Return each line of the material that contains the word "white".

Entries taken from a collection

★ ★ ★ ★ ★

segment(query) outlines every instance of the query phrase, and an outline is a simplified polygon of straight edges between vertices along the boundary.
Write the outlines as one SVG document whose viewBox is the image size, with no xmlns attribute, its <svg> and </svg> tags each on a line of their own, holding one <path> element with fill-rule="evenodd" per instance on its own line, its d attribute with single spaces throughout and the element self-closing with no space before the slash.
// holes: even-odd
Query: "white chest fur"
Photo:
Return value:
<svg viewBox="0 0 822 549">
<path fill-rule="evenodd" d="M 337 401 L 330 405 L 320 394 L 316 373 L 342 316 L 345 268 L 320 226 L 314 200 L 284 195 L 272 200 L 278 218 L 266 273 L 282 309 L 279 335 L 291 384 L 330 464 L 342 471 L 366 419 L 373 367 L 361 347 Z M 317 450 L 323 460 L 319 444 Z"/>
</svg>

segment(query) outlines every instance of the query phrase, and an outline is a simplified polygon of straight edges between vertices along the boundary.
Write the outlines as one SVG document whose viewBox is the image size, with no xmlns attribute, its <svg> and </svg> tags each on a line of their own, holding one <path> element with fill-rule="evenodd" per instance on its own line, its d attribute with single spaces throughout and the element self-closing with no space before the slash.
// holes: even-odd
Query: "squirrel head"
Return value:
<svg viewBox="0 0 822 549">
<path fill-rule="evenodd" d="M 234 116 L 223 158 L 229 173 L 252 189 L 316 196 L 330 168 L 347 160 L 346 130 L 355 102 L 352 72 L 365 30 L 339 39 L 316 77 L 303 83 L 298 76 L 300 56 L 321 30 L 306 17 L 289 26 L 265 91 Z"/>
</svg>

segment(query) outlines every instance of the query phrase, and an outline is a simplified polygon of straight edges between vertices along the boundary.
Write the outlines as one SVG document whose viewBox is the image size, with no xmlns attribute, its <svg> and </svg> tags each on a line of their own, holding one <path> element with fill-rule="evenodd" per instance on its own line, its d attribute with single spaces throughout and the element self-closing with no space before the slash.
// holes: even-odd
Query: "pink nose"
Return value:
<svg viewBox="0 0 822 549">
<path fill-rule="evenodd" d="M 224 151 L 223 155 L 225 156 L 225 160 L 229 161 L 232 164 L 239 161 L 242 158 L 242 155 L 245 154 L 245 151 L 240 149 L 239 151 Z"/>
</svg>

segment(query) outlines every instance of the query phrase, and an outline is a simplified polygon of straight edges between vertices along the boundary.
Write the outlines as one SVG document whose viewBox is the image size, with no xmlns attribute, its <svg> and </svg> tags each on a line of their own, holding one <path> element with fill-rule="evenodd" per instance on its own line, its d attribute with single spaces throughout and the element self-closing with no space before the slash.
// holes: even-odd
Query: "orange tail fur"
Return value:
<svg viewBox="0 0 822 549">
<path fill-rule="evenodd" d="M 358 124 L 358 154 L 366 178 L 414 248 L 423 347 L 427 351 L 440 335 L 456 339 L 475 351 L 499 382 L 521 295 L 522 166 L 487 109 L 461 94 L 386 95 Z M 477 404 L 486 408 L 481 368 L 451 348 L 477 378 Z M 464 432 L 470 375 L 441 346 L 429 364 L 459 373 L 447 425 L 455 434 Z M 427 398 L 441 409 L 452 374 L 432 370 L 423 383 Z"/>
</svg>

★ ★ ★ ★ ★

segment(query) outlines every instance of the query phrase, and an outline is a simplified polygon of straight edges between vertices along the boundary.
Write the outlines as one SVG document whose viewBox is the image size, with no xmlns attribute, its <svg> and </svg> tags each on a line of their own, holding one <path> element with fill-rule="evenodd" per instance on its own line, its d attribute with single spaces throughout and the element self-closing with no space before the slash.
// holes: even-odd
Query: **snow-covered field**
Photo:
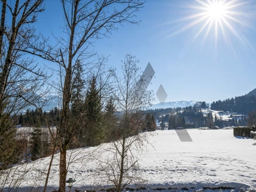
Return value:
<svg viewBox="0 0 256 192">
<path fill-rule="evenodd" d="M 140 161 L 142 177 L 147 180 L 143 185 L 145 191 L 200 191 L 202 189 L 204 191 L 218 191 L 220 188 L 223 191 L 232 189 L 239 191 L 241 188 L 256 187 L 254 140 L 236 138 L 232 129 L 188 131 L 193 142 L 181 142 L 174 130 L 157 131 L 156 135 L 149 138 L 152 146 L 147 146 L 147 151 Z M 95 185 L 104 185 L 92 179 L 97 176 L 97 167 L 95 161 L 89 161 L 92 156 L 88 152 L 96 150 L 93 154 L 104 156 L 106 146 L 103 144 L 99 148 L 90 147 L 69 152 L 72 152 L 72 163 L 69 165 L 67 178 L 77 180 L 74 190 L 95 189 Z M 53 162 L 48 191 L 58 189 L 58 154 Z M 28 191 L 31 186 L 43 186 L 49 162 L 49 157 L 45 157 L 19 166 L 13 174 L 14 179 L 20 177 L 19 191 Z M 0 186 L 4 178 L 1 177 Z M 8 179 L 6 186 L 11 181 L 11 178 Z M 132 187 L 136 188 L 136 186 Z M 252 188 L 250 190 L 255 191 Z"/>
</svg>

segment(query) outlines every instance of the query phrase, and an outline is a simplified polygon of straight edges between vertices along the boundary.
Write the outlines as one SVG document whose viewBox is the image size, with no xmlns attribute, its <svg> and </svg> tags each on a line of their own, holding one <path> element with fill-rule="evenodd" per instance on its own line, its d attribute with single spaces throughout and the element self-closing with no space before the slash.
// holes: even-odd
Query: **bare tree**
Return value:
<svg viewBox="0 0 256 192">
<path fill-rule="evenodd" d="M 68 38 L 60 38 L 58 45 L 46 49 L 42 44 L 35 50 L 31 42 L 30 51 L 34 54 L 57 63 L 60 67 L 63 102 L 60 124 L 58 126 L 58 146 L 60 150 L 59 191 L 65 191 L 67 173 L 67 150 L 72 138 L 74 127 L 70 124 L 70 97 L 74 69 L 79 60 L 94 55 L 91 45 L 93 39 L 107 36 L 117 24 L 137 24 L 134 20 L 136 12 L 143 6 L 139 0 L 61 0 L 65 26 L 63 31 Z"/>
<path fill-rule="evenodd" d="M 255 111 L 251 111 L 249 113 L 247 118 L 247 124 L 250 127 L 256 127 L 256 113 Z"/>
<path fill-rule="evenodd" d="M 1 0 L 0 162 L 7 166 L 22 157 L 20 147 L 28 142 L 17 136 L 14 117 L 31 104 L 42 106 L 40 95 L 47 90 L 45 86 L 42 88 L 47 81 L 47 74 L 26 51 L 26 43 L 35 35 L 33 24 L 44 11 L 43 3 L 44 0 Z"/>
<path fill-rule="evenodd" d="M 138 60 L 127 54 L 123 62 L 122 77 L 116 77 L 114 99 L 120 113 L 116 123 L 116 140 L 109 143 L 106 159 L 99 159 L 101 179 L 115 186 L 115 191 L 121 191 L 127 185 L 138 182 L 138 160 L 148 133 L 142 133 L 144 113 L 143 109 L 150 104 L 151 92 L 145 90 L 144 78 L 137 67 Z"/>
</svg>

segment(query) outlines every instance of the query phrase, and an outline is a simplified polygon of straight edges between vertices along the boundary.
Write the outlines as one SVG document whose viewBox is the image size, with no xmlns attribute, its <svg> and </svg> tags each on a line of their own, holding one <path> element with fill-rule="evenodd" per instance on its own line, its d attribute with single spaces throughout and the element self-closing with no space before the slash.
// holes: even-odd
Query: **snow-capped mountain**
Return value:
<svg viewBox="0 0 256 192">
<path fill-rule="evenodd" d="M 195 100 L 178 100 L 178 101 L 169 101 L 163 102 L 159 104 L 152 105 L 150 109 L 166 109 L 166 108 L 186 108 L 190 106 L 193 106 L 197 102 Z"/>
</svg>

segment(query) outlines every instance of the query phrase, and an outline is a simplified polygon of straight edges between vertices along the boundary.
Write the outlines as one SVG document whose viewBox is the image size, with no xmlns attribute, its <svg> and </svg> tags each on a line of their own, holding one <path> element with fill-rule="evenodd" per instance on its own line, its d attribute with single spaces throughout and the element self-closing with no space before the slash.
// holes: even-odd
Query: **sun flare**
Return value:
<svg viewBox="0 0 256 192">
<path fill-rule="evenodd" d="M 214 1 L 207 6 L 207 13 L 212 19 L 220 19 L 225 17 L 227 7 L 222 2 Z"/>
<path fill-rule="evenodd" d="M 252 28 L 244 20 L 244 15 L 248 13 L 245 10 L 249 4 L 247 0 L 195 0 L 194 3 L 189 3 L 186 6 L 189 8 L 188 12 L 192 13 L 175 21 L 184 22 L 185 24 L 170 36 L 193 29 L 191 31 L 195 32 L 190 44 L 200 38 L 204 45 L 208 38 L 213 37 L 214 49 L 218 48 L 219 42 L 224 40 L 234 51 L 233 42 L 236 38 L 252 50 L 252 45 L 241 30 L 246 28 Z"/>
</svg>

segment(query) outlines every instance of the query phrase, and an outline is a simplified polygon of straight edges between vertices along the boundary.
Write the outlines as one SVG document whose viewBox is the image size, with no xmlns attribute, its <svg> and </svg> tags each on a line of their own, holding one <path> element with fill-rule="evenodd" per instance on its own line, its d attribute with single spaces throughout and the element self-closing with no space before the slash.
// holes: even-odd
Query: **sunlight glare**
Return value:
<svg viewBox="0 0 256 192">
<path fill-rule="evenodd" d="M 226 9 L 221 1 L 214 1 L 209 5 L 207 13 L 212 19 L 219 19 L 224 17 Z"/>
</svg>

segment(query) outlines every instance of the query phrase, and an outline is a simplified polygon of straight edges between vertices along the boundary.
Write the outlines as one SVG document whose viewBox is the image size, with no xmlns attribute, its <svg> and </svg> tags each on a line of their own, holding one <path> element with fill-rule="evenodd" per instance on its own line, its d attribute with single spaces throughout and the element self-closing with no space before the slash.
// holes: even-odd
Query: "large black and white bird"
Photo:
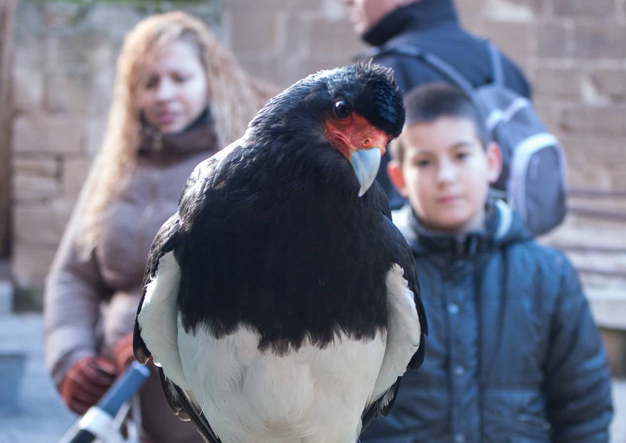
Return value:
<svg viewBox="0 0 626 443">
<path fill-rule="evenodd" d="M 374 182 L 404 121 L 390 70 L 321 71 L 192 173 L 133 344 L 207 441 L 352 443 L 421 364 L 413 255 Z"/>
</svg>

★ ★ ★ ★ ★

▶ [Complete output]:
Query: "white chest fur"
Query: "large black and white bird"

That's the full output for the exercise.